▶ _EXERCISE AIM_: Copy out all the lines in the records that include the word "below".
[Opening RAW DATA section]
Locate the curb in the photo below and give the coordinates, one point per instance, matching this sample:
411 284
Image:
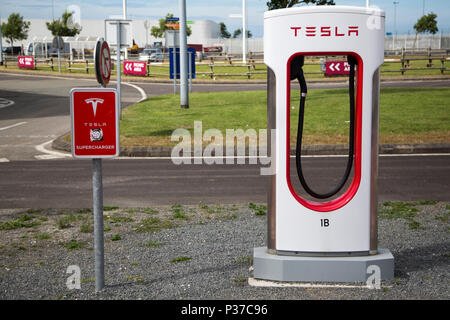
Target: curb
311 150
206 81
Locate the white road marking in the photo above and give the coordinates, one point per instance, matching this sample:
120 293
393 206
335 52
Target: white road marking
5 103
49 154
261 157
13 125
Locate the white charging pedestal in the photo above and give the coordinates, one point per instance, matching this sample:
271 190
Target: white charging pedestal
333 240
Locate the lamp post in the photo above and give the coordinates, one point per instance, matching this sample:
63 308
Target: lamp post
395 24
244 31
184 94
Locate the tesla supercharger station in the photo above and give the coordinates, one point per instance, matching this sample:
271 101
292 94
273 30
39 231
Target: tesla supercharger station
330 236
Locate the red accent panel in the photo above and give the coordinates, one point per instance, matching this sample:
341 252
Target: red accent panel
353 188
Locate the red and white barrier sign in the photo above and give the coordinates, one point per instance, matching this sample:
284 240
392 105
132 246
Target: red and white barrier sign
95 122
334 68
136 68
25 62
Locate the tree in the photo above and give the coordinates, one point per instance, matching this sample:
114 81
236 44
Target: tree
158 32
64 27
15 29
279 4
238 32
426 24
224 32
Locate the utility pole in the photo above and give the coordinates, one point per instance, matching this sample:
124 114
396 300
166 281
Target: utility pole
395 23
244 31
124 4
184 85
1 49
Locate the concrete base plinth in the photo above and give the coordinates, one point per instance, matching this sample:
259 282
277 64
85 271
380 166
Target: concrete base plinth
321 269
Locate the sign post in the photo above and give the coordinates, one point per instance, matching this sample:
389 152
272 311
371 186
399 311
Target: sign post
102 57
95 135
59 44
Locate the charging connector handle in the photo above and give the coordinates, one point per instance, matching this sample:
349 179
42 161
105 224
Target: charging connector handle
297 72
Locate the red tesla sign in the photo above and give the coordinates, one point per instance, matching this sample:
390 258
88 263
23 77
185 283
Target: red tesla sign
334 68
95 122
135 68
25 62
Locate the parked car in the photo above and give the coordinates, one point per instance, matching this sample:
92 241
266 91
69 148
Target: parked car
15 50
154 57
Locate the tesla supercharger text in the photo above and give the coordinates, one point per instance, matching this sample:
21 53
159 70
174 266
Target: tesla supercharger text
344 225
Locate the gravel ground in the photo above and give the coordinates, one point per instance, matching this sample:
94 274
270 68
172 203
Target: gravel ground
200 252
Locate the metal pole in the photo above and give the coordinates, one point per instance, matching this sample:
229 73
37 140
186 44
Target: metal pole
395 25
244 32
184 93
118 67
174 57
190 70
97 192
1 49
125 18
59 54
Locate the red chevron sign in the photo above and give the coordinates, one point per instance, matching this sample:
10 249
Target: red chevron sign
334 68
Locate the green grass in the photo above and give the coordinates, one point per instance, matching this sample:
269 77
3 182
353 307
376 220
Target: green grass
398 210
410 115
73 245
178 212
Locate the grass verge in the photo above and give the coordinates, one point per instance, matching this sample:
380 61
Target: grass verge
412 115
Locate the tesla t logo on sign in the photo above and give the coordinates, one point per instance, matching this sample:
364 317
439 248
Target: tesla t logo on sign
95 123
135 68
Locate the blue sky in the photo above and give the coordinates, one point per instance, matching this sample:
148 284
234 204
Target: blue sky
408 11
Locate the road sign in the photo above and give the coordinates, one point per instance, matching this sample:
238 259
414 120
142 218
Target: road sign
58 43
95 122
135 68
25 62
334 68
102 62
173 25
191 52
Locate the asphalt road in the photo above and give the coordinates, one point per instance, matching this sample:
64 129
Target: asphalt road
40 107
147 182
40 112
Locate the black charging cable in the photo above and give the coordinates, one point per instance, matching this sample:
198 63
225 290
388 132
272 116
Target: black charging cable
297 73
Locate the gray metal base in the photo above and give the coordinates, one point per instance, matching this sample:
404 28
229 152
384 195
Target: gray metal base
320 269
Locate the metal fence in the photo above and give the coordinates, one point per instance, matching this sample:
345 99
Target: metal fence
226 65
394 42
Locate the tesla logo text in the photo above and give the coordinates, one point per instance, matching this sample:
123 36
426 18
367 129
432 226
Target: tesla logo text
326 31
94 102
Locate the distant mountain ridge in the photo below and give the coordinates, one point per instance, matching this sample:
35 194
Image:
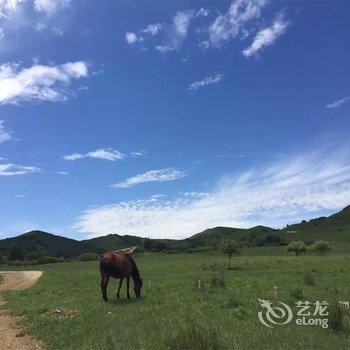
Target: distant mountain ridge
335 228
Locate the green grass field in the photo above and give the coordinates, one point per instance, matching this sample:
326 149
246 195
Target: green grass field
172 314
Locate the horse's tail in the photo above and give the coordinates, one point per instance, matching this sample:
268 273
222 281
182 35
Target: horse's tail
135 271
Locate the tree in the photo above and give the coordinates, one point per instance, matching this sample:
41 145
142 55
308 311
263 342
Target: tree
297 247
321 247
230 247
16 253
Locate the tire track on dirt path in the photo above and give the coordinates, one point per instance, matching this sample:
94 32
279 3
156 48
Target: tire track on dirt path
12 331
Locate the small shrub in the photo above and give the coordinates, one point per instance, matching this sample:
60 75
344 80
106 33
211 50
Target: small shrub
49 259
239 312
233 302
194 337
297 293
321 248
88 257
309 279
297 247
218 280
335 318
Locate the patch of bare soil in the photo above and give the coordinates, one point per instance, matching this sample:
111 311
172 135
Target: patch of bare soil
13 335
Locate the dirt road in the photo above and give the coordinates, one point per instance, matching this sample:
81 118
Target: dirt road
13 335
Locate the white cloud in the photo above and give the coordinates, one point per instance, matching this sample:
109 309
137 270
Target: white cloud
153 29
338 103
206 81
232 23
202 12
39 82
131 38
177 33
40 26
266 37
162 175
7 6
4 134
101 153
284 192
49 7
13 169
138 154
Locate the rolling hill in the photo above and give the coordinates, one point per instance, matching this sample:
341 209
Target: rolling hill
35 242
335 229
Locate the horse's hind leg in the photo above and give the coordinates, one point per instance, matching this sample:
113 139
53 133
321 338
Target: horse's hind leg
104 283
120 285
127 287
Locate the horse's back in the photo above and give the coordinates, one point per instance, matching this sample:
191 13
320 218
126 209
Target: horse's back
115 265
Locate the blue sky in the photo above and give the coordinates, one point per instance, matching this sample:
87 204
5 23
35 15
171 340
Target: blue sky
161 119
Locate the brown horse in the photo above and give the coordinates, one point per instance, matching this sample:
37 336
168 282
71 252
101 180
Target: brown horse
119 267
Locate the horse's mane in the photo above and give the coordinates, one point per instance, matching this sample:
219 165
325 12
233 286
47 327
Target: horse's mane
135 271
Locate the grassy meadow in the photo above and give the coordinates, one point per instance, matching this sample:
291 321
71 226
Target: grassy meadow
173 314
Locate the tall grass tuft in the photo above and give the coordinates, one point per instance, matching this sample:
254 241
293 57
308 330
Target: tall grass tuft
193 337
336 317
309 279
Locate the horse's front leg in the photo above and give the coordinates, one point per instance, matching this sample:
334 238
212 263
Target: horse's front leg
104 283
127 287
120 285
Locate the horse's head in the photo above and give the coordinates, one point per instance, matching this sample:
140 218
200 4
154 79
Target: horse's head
137 288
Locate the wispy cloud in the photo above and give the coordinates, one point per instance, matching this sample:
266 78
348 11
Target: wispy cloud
39 82
162 175
138 154
7 6
295 188
131 38
233 23
202 12
101 153
266 37
49 7
214 79
151 29
4 134
338 103
13 169
177 32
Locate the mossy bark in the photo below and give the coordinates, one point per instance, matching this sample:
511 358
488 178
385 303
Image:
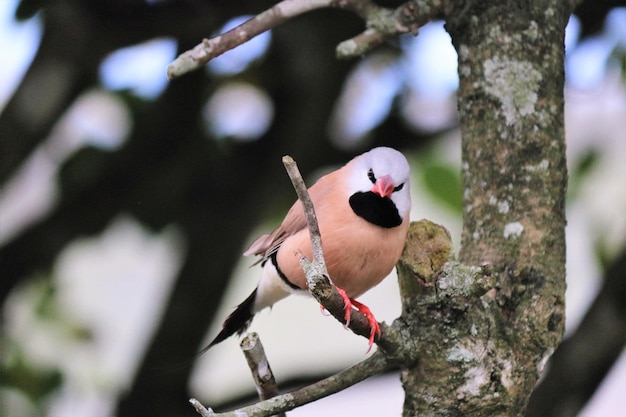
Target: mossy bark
481 353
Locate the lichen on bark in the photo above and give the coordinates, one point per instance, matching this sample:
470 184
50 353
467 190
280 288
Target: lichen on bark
485 351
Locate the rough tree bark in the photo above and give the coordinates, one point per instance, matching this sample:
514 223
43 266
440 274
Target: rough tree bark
514 179
479 350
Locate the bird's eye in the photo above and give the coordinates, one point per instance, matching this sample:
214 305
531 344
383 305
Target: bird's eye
370 175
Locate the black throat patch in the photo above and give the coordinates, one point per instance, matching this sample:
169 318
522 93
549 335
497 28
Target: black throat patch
375 209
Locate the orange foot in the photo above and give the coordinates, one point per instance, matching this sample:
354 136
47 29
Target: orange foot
362 308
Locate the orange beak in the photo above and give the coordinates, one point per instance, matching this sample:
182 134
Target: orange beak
384 186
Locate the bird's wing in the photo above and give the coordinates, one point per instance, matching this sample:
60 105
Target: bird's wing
294 221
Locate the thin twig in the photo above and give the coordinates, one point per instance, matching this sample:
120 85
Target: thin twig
214 47
264 380
373 365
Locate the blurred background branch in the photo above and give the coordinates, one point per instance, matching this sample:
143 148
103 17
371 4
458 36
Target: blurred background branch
86 162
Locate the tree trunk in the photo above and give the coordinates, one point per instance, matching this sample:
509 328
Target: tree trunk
485 357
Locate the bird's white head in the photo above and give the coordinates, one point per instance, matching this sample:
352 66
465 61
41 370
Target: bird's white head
379 186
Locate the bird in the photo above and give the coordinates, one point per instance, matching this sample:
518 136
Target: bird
363 211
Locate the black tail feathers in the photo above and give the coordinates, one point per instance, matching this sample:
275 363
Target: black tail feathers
237 322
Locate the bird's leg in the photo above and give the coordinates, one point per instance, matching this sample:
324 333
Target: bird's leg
363 309
347 304
374 327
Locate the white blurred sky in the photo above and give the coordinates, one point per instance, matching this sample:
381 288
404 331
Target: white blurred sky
431 57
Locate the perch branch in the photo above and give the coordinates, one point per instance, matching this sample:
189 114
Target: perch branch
382 24
373 365
262 375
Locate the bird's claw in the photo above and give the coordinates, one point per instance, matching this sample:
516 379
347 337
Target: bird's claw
363 309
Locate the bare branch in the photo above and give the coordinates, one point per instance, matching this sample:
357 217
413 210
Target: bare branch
382 24
259 367
374 365
211 48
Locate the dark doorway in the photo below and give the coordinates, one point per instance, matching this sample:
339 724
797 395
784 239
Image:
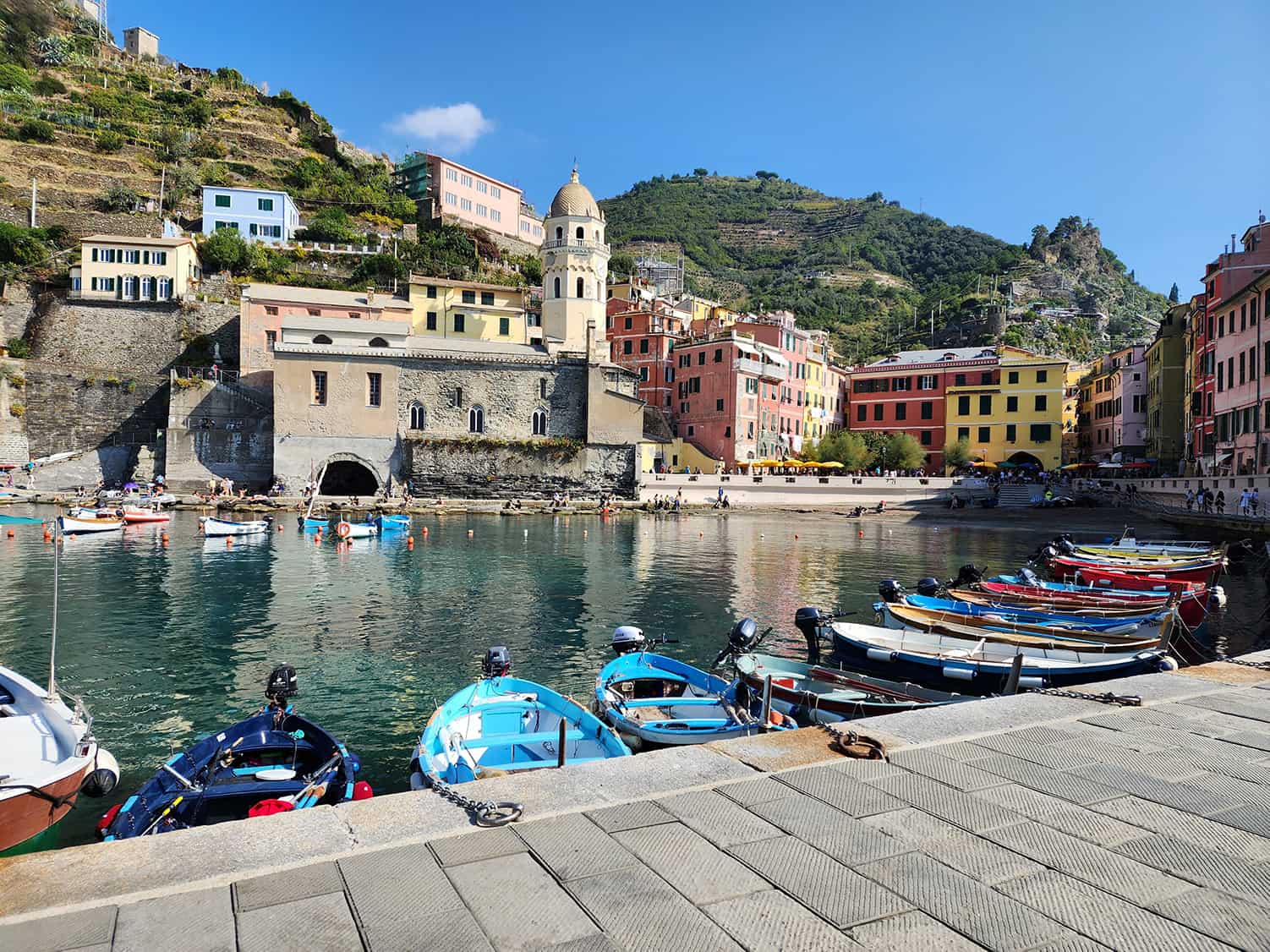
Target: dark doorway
344 478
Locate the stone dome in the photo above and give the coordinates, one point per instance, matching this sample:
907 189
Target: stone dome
574 198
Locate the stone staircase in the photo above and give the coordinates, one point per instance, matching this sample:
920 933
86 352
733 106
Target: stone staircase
1019 496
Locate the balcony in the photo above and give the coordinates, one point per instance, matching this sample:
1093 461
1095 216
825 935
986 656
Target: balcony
579 244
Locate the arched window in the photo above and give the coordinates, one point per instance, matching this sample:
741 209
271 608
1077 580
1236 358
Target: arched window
418 417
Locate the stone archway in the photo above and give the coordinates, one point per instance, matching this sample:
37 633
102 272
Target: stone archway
348 478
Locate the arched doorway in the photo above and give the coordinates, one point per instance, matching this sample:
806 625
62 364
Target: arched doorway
347 478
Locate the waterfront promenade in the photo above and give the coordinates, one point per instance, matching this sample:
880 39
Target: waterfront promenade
1027 823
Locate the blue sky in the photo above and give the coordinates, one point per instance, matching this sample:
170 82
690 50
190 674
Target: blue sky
1150 118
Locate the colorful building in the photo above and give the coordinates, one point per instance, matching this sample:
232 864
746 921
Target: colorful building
124 268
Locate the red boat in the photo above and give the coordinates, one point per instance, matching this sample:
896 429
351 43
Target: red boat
1136 577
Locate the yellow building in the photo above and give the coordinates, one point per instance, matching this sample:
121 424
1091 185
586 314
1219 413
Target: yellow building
1017 418
468 310
123 268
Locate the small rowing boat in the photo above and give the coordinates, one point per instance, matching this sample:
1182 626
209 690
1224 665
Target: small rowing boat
502 725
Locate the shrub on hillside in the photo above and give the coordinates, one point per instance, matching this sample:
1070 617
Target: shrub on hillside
13 76
47 86
36 131
224 250
108 141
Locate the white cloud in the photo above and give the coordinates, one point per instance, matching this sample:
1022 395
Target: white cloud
452 129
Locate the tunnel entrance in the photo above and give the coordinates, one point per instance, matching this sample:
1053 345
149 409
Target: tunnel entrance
346 478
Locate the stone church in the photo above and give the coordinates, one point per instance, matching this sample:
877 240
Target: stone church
359 404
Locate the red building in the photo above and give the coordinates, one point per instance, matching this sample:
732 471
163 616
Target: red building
906 392
642 334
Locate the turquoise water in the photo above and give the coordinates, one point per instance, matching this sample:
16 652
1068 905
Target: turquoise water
169 643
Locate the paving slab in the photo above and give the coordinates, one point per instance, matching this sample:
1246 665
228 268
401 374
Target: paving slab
832 832
474 847
690 863
642 913
53 933
1059 814
910 932
1109 871
1103 918
839 790
301 883
968 906
1202 865
314 923
720 820
954 847
959 809
834 891
572 845
1221 916
774 921
192 922
517 904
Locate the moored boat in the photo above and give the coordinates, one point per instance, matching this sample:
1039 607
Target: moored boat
271 762
503 724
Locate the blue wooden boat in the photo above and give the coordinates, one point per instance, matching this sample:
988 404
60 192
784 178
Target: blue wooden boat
658 699
272 762
391 523
503 724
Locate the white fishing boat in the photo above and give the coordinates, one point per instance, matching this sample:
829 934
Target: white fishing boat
74 524
211 526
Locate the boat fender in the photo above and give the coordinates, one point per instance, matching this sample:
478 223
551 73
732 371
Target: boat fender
103 777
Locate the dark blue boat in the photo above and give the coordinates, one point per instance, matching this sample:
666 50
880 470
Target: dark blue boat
272 762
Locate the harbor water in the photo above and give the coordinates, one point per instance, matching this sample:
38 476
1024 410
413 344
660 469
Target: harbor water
168 643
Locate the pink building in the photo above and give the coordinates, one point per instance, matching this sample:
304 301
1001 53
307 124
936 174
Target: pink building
265 306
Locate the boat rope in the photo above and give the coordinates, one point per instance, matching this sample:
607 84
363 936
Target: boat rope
487 812
1103 698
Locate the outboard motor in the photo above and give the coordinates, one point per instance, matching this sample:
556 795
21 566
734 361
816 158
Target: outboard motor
890 590
497 661
282 683
928 587
627 638
808 621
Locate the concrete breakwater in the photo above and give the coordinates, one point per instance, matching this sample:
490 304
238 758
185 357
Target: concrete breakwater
1006 823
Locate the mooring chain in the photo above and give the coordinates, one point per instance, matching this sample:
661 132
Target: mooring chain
1103 698
487 812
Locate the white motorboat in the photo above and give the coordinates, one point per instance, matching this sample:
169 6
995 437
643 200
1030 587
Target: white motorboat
211 526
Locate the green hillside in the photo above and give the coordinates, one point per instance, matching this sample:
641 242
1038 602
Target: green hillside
870 271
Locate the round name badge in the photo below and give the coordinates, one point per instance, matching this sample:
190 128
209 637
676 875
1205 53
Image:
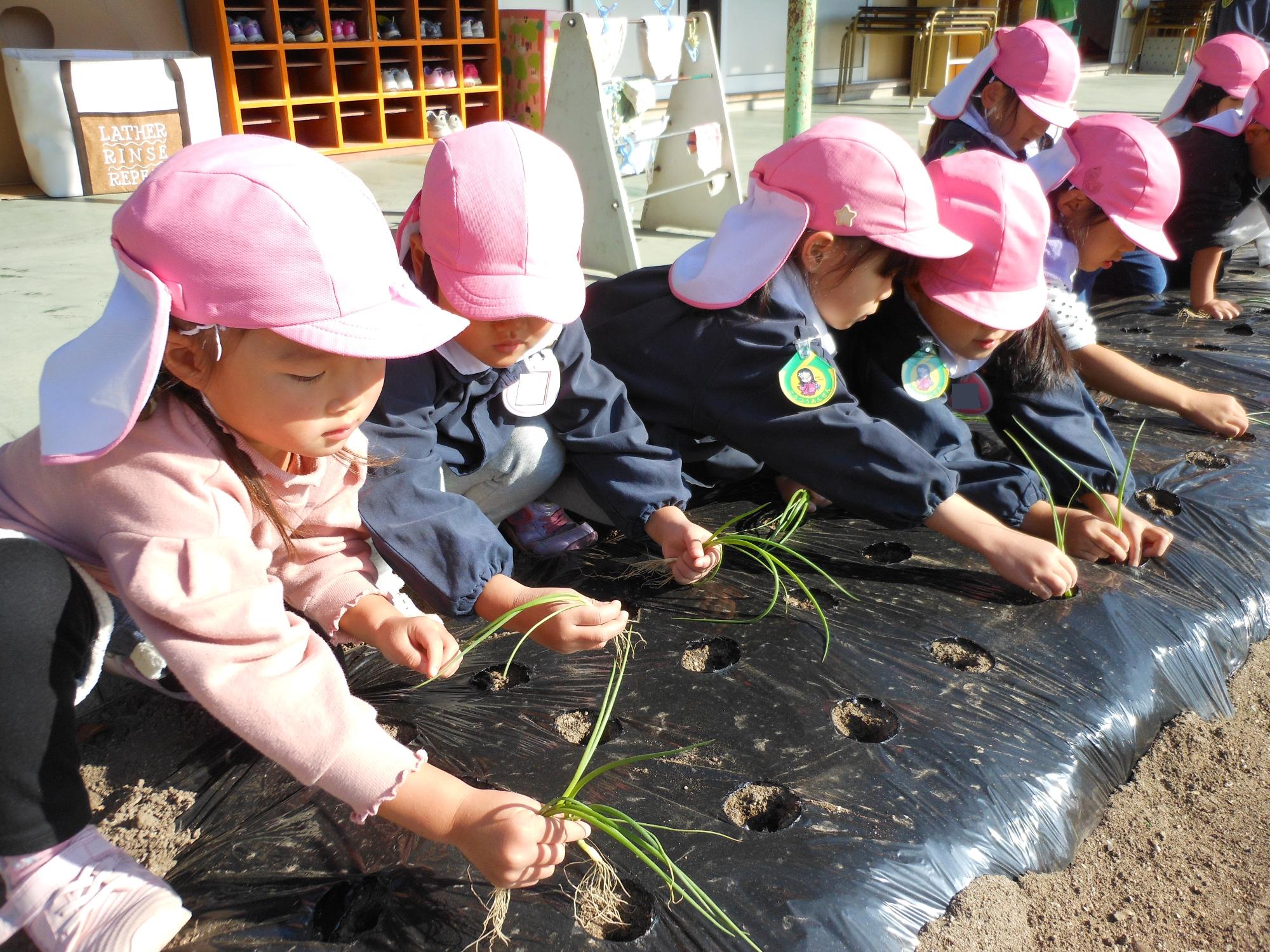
[Closing RAW DATA section]
▶ _TASK OUTPUT_:
Locate the curb in the photo below and give the coordinates, one point per instance, matching this sample:
Locate the distant mountain ridge in the photo below and give the coordinates, one point per instance, matching this sample:
Locate the mossy bark in the photo below and give the coordinates, one point per instance, matching this sample:
Locate the dark doorway in the photo below and give the coordinates, one point per instance, matching this sample:
Locate the round name badge in the photo below and give the coordinates, one point per instance, matching this sample:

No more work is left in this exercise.